**** Data supplied
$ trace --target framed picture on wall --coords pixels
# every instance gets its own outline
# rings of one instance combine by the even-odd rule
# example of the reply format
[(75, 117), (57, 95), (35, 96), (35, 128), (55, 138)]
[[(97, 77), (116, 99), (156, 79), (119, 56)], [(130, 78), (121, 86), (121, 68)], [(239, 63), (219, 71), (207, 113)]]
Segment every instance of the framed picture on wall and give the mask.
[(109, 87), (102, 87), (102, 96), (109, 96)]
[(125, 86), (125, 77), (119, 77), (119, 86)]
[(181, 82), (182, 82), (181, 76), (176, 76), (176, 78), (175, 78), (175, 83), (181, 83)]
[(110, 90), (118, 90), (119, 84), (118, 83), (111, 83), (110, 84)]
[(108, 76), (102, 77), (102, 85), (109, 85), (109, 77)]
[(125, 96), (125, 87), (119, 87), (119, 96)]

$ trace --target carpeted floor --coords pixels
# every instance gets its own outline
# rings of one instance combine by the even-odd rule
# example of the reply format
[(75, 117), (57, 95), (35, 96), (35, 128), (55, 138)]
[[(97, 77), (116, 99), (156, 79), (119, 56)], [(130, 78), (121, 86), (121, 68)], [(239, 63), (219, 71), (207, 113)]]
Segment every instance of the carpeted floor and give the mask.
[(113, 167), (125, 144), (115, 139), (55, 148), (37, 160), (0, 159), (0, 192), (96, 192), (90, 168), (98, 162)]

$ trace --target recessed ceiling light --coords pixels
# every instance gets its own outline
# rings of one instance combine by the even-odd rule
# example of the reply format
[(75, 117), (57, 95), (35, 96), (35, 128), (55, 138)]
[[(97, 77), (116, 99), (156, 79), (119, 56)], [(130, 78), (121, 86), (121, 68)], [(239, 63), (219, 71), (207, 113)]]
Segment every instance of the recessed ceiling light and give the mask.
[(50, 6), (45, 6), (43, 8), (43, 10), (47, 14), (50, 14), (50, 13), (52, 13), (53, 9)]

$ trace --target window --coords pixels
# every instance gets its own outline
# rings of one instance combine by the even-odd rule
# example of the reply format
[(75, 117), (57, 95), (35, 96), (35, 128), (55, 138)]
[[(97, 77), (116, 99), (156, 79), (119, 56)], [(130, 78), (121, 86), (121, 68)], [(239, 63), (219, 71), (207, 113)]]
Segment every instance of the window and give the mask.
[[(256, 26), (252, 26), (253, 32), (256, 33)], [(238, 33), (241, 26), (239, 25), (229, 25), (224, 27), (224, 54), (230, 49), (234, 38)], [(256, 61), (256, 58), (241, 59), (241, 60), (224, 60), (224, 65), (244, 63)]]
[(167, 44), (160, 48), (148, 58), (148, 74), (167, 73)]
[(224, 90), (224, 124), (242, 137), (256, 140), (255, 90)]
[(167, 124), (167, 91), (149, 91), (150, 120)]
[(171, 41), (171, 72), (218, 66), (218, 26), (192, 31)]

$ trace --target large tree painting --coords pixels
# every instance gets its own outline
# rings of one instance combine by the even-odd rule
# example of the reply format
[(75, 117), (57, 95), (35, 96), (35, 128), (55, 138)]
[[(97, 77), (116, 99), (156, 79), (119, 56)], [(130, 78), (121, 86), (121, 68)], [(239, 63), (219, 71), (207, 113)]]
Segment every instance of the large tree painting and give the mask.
********
Exercise description → Reproduce all of the data above verbatim, line for line, without changing any character.

Response to the exercise →
$ trace --target framed picture on wall --coords pixels
# every instance gets its own outline
# rings of one instance combine by the even-odd rule
# example of the reply format
[(75, 117), (57, 95), (35, 96), (35, 128), (55, 138)]
[[(97, 77), (116, 99), (156, 79), (119, 56)], [(130, 78), (121, 86), (121, 68)], [(239, 63), (219, 71), (207, 113)]]
Segment every instance of the framed picture on wall and give the mask.
[(109, 87), (102, 87), (102, 96), (109, 96)]
[(125, 86), (125, 77), (119, 77), (119, 86)]
[(181, 82), (182, 82), (181, 76), (176, 76), (176, 78), (175, 78), (175, 83), (181, 83)]
[(110, 90), (118, 90), (119, 84), (118, 83), (111, 83), (110, 84)]
[(108, 76), (102, 77), (102, 85), (109, 85), (109, 77)]
[(125, 96), (125, 87), (119, 87), (119, 96)]

$ trace --target carpeted floor --coords pixels
# every instance gets its own outline
# rings of one instance combine by the even-odd rule
# example of the reply format
[(75, 117), (57, 95), (35, 96), (35, 128), (55, 138)]
[[(97, 77), (116, 99), (156, 79), (119, 56)], [(130, 78), (121, 86), (121, 68)], [(239, 63), (219, 71), (207, 113)]]
Segment every instance of the carpeted floor and give the mask.
[(113, 167), (125, 144), (115, 139), (55, 148), (37, 160), (0, 159), (0, 192), (96, 192), (90, 168), (98, 162)]

$ trace --target recessed ceiling light --coords pixels
# every instance gets its own outline
# rings of one instance combine by the even-odd rule
# example of the reply format
[(75, 117), (57, 95), (35, 96), (35, 128), (55, 138)]
[[(97, 77), (116, 99), (156, 79), (119, 56)], [(130, 78), (121, 86), (121, 68)], [(239, 63), (219, 71), (207, 113)]]
Segment every instance of the recessed ceiling light and give the mask.
[(50, 6), (45, 6), (43, 8), (43, 10), (47, 14), (50, 14), (50, 13), (52, 13), (53, 9)]

$ trace --target window --coords pixels
# every instance gets its own outline
# rings of one instance combine by the even-odd rule
# example of the reply format
[(75, 117), (57, 95), (35, 96), (35, 128), (55, 138)]
[[(97, 77), (116, 99), (156, 79), (119, 56)], [(130, 78), (121, 86), (121, 68)], [(239, 63), (219, 71), (207, 113)]]
Segment every instance of the window and give the mask.
[[(256, 26), (252, 26), (253, 32), (256, 33)], [(238, 33), (241, 26), (239, 25), (229, 25), (224, 27), (224, 54), (230, 49), (234, 38)], [(256, 61), (256, 58), (241, 59), (241, 60), (224, 60), (224, 65), (244, 63)]]
[(167, 44), (160, 48), (148, 58), (148, 74), (167, 73)]
[(224, 90), (224, 124), (242, 137), (256, 140), (255, 90)]
[(167, 124), (167, 91), (149, 91), (150, 120)]
[(171, 41), (171, 72), (218, 66), (218, 26), (192, 31)]

$ trace --target large tree painting --coords pixels
# every instance gets its own outline
# rings of one instance combine by the even-odd rule
# example of the reply format
[(75, 117), (57, 95), (35, 96), (35, 128), (55, 138)]
[[(97, 77), (116, 99), (156, 79), (119, 56)], [(130, 78), (121, 86), (121, 68)], [(239, 63), (219, 71), (207, 113)]]
Segment every instance of the large tree painting and give the mask.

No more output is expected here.